═════ TEXT EXCERPT ═════

From the potassium salt of heptanesulfonic acid, obtained by treating its barium salt with an equimolecular amount of potassium sulfate, we synthesized the benzylthiuronium salt of heptanesulfonic acid, which has not been described in the literature. This synthesis was carried out as follows. The potassium salt of heptanesulfonic acid, in an amount of 1.16 g (0.0053 g-mol), was dissolved in 4 ml of distilled water; the solution was cooled in ice and then mixed and shaken well with an ice-cooled solution of 1.32 g (0.0065 g-mol) of benzylthiuronium chloride (m.p. 173–174°) in a small amount of water. On cooling, crystals of the benzylthiuronium salt of heptanesulfonic acid separated; these were collected on a filter and washed with cold water. After repeated recrystallization from 50% ethyl alcohol, the derivative was obtained in the form of scaly crystals, having m.p. 105.5–106.5°.

There are statements in the literature that the photochemical sulfooxidation reaction of paraffinic and cycloparaffinic hydrocarbons proceeds by a chain mechanism. Thus, Graf (⁶) and Ortner (⁷) consider that this reaction is a chain reaction and proceeds with the intermediate formation of alkanepersulfonic acids, which in aqueous solution are instantaneously reduced by sulfurous acid to alkanesulfonic acids, giving an equimolecular amount of sulfuric acid

$$ \mathrm{RSO_2O_2H + SO_2 + H_2O \rightarrow RSO_3H + H_2SO_4.} \tag{1} $$

The formation of sulfinic acids observed by us, as well as the much higher content of heptanesulfonic acids in the reaction products in comparison with the amount of sulfuric acid that should be present according to this scheme, does not support the formation of heptanesulfonic acids and sulfuric acid through decomposition of heptanepersulfonic acids by sulfurous acid according to equation (1). The formation of sulfuric acid according to equation (1) in our experiments is in general unlikely, since the water necessary for this reaction to proceed could have been introduced into the reaction medium only in the most negligible amounts together with the reacting gases. As Graf (⁶) indicates, water may arise as a result of the reaction

$$ \mathrm{C_nH_{2n+1}SO_2O_2H + C_nH_{2n+2} \rightarrow C_nH_{2n+1}SO_3H + C_nH_{2n} + H_2O,} \tag{2} $$

but in our experiments no appreciable formation of unsaturated compounds occurred.

═════ INFORMATION GIVEN ═════

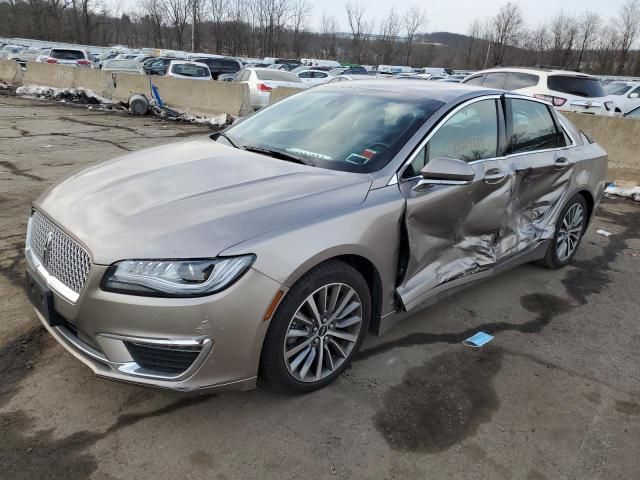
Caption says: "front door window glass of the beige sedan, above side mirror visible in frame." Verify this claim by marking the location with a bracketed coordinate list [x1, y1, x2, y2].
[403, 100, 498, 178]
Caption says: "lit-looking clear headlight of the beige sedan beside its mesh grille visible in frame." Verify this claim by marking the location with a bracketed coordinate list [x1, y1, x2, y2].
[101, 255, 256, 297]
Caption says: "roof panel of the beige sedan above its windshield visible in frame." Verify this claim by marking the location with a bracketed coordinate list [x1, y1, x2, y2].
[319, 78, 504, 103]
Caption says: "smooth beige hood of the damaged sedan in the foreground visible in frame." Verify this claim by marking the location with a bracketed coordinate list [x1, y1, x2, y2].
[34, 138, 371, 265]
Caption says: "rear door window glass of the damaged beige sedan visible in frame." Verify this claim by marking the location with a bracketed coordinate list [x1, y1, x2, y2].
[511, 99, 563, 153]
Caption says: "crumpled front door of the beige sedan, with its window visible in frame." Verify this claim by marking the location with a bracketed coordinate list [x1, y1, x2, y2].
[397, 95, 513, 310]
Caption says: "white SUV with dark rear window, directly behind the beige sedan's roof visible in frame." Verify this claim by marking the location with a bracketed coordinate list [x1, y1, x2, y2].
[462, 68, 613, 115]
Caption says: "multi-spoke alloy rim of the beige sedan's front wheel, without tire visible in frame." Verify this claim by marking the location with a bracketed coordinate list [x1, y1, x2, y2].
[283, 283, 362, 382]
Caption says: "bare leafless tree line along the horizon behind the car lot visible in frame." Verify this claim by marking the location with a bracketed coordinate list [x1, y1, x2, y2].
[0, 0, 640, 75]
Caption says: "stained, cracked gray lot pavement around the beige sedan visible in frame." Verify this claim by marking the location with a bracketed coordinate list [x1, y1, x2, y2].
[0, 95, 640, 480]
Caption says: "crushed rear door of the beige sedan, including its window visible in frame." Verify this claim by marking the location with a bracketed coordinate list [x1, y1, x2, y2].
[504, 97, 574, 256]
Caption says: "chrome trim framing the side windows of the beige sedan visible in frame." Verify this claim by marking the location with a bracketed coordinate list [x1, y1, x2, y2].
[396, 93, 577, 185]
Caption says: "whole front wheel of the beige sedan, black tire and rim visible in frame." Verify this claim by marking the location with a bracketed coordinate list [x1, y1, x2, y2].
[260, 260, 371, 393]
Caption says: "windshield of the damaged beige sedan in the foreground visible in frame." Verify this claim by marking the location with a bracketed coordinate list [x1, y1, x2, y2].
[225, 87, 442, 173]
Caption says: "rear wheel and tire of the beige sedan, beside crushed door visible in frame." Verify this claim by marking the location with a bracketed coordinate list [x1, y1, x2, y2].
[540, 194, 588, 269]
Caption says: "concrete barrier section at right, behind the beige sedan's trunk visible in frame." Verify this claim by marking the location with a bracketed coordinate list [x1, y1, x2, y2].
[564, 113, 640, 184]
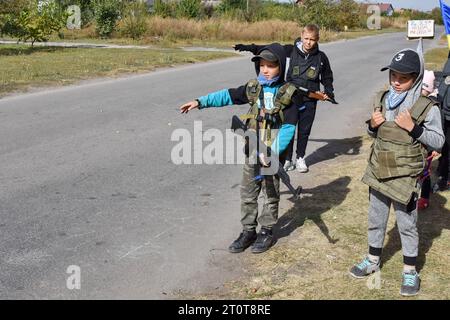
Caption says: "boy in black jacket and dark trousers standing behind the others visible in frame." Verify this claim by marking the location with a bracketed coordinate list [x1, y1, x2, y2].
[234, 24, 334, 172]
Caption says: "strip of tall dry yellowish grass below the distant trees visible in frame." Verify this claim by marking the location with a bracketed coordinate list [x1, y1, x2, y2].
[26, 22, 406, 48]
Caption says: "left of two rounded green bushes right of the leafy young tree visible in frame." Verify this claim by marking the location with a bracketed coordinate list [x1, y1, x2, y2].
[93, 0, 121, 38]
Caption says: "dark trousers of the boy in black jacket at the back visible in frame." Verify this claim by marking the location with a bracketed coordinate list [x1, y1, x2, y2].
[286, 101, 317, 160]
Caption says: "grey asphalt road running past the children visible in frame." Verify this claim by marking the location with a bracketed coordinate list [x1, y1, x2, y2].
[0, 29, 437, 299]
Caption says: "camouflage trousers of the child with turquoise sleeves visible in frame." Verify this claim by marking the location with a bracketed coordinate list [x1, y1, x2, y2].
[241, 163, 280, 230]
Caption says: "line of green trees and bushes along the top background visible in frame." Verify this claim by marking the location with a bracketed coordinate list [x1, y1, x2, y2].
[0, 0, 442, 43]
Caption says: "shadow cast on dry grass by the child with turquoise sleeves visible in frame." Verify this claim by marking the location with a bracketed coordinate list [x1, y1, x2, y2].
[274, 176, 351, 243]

═════
═════ INFORMATION GIVEN ═════

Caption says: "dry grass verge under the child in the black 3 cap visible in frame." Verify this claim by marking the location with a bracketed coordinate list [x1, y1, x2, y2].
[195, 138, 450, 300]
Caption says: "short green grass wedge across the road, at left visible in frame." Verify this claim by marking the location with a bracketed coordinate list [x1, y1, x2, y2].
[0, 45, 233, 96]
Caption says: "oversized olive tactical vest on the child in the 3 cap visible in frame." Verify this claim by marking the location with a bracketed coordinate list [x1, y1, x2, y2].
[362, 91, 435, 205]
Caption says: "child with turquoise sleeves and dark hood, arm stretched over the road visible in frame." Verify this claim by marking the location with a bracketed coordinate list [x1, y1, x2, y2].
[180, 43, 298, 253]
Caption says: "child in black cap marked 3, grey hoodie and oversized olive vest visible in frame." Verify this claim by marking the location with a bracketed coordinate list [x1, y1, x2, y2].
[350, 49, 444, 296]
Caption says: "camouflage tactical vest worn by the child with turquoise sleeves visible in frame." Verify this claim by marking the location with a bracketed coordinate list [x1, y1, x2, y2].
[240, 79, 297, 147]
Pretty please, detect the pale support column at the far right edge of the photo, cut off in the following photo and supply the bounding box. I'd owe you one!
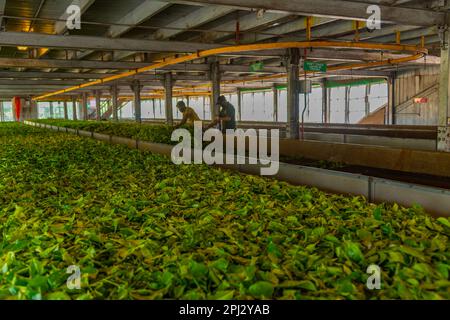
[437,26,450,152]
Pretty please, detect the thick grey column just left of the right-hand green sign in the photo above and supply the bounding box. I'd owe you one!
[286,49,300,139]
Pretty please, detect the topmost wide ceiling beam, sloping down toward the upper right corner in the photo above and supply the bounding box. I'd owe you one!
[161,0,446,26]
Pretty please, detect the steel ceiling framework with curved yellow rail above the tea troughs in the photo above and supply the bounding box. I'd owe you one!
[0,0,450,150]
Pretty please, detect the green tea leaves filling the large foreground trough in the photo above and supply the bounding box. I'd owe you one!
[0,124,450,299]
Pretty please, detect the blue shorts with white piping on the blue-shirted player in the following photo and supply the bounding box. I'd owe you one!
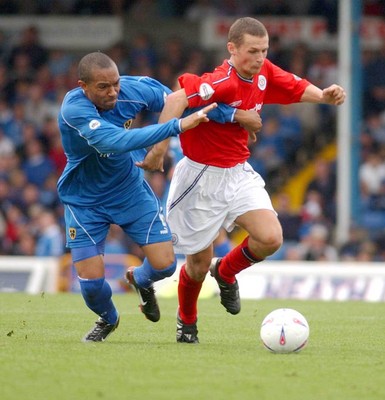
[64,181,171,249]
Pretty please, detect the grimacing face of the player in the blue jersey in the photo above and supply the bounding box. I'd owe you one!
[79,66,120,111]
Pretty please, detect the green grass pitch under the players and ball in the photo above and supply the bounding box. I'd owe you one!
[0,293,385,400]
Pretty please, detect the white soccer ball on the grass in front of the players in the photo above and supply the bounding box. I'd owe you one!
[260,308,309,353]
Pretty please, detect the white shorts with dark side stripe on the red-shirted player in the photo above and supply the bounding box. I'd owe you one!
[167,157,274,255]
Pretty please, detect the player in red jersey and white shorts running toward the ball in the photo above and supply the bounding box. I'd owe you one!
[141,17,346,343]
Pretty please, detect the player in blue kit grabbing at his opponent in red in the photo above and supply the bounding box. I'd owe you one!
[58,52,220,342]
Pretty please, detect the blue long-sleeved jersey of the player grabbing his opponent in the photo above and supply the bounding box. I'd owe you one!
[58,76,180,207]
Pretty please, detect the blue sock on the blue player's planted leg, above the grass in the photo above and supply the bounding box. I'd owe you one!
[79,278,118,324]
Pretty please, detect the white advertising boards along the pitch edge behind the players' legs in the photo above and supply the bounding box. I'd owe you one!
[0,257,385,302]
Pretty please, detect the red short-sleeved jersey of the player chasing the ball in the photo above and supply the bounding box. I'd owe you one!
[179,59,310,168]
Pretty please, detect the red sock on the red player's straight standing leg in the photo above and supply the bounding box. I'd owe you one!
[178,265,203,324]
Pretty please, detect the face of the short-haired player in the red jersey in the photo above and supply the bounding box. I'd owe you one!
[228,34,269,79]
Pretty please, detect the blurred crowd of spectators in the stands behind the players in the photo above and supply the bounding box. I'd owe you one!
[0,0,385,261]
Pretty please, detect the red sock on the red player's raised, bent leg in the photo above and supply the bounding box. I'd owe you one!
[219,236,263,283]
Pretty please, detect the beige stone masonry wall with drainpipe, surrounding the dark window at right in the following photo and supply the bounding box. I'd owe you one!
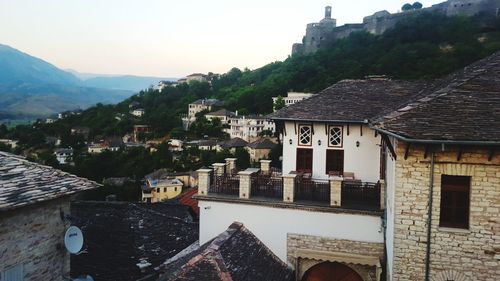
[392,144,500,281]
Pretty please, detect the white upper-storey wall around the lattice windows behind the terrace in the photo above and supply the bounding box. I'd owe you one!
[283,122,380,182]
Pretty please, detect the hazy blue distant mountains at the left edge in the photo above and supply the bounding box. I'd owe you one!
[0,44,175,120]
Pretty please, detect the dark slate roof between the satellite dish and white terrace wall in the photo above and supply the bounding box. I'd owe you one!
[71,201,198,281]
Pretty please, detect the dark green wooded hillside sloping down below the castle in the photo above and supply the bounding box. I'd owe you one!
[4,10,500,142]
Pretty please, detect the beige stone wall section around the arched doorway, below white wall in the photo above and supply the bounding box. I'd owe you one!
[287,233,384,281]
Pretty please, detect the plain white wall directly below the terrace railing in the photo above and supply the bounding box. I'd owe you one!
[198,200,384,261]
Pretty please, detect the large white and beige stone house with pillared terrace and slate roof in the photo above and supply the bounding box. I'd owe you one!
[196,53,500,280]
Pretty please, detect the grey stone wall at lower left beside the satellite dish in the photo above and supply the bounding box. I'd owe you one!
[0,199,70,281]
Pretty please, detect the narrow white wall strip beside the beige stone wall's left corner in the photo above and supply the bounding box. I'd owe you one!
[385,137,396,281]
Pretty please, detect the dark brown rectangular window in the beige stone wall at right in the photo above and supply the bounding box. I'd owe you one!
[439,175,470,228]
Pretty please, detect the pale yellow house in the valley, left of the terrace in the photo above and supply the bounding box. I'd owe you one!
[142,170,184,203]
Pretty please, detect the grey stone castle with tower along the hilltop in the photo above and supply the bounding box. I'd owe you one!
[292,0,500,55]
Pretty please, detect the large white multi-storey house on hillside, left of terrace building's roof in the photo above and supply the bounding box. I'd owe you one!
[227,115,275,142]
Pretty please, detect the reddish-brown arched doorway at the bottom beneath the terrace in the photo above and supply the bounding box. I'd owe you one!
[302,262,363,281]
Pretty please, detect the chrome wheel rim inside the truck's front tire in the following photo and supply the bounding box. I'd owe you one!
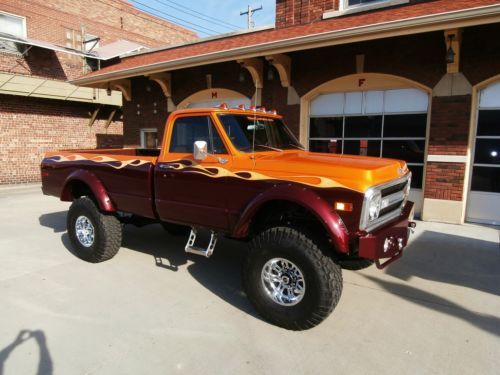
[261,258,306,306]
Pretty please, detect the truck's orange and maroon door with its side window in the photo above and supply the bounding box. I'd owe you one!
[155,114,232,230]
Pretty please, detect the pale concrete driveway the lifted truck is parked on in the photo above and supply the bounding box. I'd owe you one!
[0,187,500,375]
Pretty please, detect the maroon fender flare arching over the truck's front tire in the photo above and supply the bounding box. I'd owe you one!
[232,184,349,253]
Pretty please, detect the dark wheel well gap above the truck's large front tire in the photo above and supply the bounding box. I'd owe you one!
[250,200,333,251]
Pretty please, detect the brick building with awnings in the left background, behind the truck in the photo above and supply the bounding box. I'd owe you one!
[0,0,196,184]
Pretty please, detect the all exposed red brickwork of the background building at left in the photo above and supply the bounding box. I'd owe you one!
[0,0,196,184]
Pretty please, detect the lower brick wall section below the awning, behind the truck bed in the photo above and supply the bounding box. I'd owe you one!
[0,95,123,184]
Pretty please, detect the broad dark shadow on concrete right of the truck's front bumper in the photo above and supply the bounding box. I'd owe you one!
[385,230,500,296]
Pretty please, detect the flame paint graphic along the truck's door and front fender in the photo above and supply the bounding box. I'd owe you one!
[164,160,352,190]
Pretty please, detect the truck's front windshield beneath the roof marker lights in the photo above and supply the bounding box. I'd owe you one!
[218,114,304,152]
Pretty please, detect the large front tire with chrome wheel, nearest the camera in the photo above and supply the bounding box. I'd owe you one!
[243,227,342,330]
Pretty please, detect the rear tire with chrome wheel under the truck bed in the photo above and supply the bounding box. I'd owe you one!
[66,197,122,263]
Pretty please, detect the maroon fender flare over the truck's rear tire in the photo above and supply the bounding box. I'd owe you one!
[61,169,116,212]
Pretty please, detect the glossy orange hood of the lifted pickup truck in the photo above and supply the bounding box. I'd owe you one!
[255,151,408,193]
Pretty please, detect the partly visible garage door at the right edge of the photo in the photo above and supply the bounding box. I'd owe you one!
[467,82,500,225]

═════

- PROBLEM STATEMENT: Does each statement agree with the excerpt about heptanesulfonic acid? Answer yes or no for each, quoting the deciding words. 1. The potassium salt of heptanesulfonic acid was obtained from its barium salt by treatment with potassium sulfate. 2. After recrystallization, the benzylthiuronium derivative melted at 173–174°. 3. The authors' experiments showed appreciable formation of unsaturated compounds. Rely only on the excerpt about heptanesulfonic acid.

- THE ANSWER:
1. Yes: "obtained by treating its barium salt with an equimolecular amount of potassium sulfate"
2. No: "the derivative was obtained in the form of scaly crystals, having m.p. 105.5–106.5°"
3. No: "in our experiments no appreciable formation of unsaturated compounds occurred"